Data records
= = = =

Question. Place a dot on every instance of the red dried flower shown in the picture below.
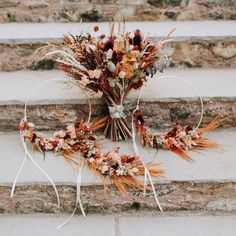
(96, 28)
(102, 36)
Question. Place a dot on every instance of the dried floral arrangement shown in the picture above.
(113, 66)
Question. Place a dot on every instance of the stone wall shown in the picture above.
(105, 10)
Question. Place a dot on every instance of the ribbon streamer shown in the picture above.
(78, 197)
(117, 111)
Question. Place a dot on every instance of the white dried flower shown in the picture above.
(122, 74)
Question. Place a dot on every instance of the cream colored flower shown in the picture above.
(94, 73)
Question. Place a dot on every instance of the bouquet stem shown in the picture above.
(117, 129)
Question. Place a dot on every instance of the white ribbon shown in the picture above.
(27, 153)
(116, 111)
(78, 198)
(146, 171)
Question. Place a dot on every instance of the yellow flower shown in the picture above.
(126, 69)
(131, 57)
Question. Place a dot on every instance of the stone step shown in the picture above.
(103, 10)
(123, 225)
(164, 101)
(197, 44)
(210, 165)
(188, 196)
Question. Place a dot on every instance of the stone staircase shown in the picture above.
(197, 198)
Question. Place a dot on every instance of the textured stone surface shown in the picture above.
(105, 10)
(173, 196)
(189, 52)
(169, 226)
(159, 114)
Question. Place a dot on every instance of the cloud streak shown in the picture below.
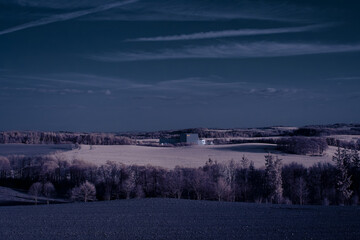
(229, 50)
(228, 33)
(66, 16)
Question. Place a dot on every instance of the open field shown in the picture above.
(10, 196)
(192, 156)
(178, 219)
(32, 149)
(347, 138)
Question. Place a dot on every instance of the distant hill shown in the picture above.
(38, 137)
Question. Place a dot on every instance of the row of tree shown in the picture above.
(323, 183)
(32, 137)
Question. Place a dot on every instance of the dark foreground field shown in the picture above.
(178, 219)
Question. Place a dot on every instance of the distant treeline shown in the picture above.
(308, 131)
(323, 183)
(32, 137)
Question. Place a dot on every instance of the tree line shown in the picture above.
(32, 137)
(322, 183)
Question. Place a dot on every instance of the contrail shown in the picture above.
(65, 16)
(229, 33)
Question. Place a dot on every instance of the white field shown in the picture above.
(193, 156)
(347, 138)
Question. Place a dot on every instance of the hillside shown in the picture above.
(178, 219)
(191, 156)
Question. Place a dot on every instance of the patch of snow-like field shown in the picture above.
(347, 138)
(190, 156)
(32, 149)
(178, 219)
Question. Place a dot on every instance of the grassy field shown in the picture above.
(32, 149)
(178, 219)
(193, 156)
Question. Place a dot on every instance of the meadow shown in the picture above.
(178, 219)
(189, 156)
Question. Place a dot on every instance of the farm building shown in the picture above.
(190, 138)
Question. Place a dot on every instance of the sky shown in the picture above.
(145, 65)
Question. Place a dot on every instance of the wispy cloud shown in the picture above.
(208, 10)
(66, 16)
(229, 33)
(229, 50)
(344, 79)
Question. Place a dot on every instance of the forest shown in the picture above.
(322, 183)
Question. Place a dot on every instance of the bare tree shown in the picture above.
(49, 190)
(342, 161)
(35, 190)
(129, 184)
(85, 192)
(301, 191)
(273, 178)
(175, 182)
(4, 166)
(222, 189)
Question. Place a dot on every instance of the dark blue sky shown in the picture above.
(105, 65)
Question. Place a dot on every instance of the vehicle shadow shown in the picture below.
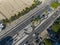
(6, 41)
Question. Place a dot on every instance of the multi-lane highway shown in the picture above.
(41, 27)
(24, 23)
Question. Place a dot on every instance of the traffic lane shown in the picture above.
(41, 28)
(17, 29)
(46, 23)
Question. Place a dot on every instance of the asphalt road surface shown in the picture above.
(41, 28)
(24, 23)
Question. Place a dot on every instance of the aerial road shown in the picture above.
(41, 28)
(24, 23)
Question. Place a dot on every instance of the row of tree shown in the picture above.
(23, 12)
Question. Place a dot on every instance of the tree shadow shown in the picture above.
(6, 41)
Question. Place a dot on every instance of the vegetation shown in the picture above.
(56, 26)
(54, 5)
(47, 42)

= = = =

Your instructions
The expected output is each entry given again word for word, with pictures dropped.

Output below
Question. Place a dot on every instance of the red dried flower shown in the picture below.
(96, 28)
(102, 36)
Question. Place a dot on every instance of the dried floral arrangement shown in the picture above.
(113, 66)
Question. Place a dot on every instance of the stone wall shown in the picture above.
(105, 10)
Question. Place a dot on every instance of the ribbon streamer shown in the picture above.
(78, 197)
(117, 111)
Question. Place a dot on every instance of the white dried flower shown in the picture above.
(122, 74)
Question. Place a dot on every instance of the cream colored flower shown in the picture above.
(94, 73)
Question. Place a dot on every instance of the bouquet stem shown in the picture above.
(117, 129)
Question. Place a dot on every instance of the white ribbon shown in the picture above.
(27, 153)
(116, 111)
(78, 198)
(146, 171)
Question. Place a dot on every instance of the yellow flower shown in the picture above.
(126, 69)
(131, 57)
Question. Place a dot on every instance of the stone step shown in the picture above.
(103, 10)
(123, 225)
(164, 101)
(197, 44)
(210, 165)
(188, 196)
Question. Place a dot on every instance of the stone staircase shown in the picture above.
(197, 198)
Question. Place a dot on every instance of the textured stone surface shown in the picture above.
(105, 10)
(173, 196)
(189, 52)
(169, 226)
(159, 114)
Question. Place a dot on every instance of the cloud streak shown in the picture below.
(229, 50)
(228, 33)
(66, 16)
Question. Place a dot on every instance of the open field shown in the picture above.
(10, 196)
(192, 156)
(178, 219)
(32, 149)
(347, 138)
Question. Place a dot on every instance of the distant hill shown in the picture above.
(38, 137)
Question. Place a dot on every instance of the row of tree shown in the picture above.
(323, 183)
(32, 137)
Question. Place a dot on every instance of the dark foreground field shown in the picture above.
(178, 219)
Question. Place a dot on every instance of the distant treeline shown in the picture above.
(308, 131)
(323, 183)
(32, 137)
Question. Place a dot on every instance of the tree line shown in the picture above.
(32, 137)
(322, 183)
Question. Place a dot on every instance of the contrail shown in the picture above.
(65, 16)
(229, 33)
Question. Place a dot on every instance of the white field shown in the picture above.
(193, 156)
(347, 138)
Question. Place a dot on every instance of the hillside shown in the picture above.
(178, 219)
(191, 156)
Question. Place a dot on every instance of the patch of snow-like field shown in the picture above.
(347, 138)
(190, 156)
(32, 149)
(178, 219)
Question. Place a dot on every instance of the grassy field shown in the picture above.
(32, 149)
(178, 219)
(193, 156)
Question. Place a dot on every instance of the meadow shown in the picture above.
(178, 219)
(189, 156)
Question. Place a dot on every instance of the farm building shown in the picture above.
(190, 138)
Question. Place a dot on every instance of the sky shown in the picture above.
(145, 65)
Question. Place a dot on every instance of the wispy cloud shown in the picture above.
(208, 10)
(66, 16)
(229, 33)
(229, 50)
(344, 79)
Question. Place a dot on every instance of the forest shown in the picture above.
(322, 183)
Question. Place a dot on every instance of the bare tree shown in the picture above.
(49, 190)
(342, 161)
(35, 190)
(129, 184)
(85, 192)
(301, 191)
(273, 178)
(175, 182)
(4, 166)
(222, 189)
Question. Place a dot on every instance of the dark blue sky shown in the picture above.
(105, 65)
Question. Place a dot on every instance of the vehicle shadow shown in the picture below.
(6, 41)
Question. Place a dot on every instance of the multi-lane highway shown in the picture above.
(41, 27)
(24, 23)
Question. Place a dot on every instance of the traffic lane shown in the picture above.
(41, 28)
(17, 29)
(46, 23)
Question. Place a dot on every instance of the asphalt road surface shown in the picture above.
(41, 28)
(24, 23)
Question. Place a dot on every instance of the aerial road shown in the picture above.
(41, 28)
(24, 23)
Question. Place a dot on every instance of the row of tree shown in the picture above.
(23, 12)
Question. Place a dot on every instance of the tree shadow shown in the picture above.
(6, 41)
Question. Place a dot on every instance of the vegetation shown in the picture above.
(56, 26)
(54, 5)
(47, 42)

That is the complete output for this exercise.